Exercise prompt: Leaving out all images, return the entries below exactly.

(Provided information)

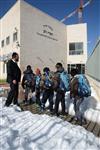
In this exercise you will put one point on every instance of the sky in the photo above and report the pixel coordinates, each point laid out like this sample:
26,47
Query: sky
60,8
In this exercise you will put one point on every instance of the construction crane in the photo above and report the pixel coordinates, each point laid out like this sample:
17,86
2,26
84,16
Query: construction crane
78,10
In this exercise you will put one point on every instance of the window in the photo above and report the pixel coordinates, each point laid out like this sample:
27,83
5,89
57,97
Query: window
2,43
76,48
7,40
14,36
4,68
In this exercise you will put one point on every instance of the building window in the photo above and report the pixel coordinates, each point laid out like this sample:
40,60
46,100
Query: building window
7,40
76,48
15,36
2,43
4,68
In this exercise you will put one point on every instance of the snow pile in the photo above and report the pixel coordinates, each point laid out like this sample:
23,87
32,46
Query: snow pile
90,107
25,131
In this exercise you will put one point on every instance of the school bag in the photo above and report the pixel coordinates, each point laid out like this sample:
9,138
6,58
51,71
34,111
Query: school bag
64,81
38,79
84,89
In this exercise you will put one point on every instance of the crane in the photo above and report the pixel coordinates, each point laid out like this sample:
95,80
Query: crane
78,10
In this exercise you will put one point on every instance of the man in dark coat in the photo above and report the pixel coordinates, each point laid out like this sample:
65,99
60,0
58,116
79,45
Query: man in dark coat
13,78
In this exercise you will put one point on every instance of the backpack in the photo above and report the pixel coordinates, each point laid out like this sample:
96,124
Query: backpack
64,81
29,78
84,89
38,79
48,82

(End Provided information)

Solution below:
In this exercise you will put one point on every instance of the sky in the photo above and report the pixel coordinates, each point laid out like this sample:
26,47
Query: sky
60,8
In this exercise you will put one point on every instance of the construction crane in the photo above and report the pixel coordinates, each point laid out like this sample:
17,86
2,26
84,16
Query: construction crane
78,10
In this exercise you will put one point on every instance of the window in the photo above and report the pixel coordinates, each point laid out like this sample:
27,83
5,89
57,97
Query: window
2,43
76,48
7,40
14,36
4,68
In this exercise you will put one point on every instance of the building window in the photo above and report the pixel coordinates, each point laid out like this sample:
40,60
46,100
Query: building window
7,40
76,48
15,36
2,43
4,68
In this exercise you will put one point on every instance of the snow pile in the photo above and report the pixel coordinates, each point laid out like this sample:
23,87
32,46
Query: snow pile
90,107
25,131
In this exercise you will put one point on every instance of the school bag in the photo above and report the pixel coordinates, each point laid out like this sample:
9,138
6,58
51,71
34,111
Query: school bag
64,81
38,79
84,89
In this exercise you will put one point on every instance of the crane in the photo above and report the pixel coordinates, each point laid out like this sample:
95,80
Query: crane
78,10
In this exercise you will put one point on every instance of the man in dark coat in the photo above and report the pixel coordinates, each point laid out like this sample:
65,99
60,0
58,116
79,45
Query: man in dark coat
13,78
In this exercise you will put one point on every instance of the backpack in the photo above and report the pixel coordinates, each point laid out like this sample:
96,124
Query: backpack
64,81
29,78
84,89
38,79
48,82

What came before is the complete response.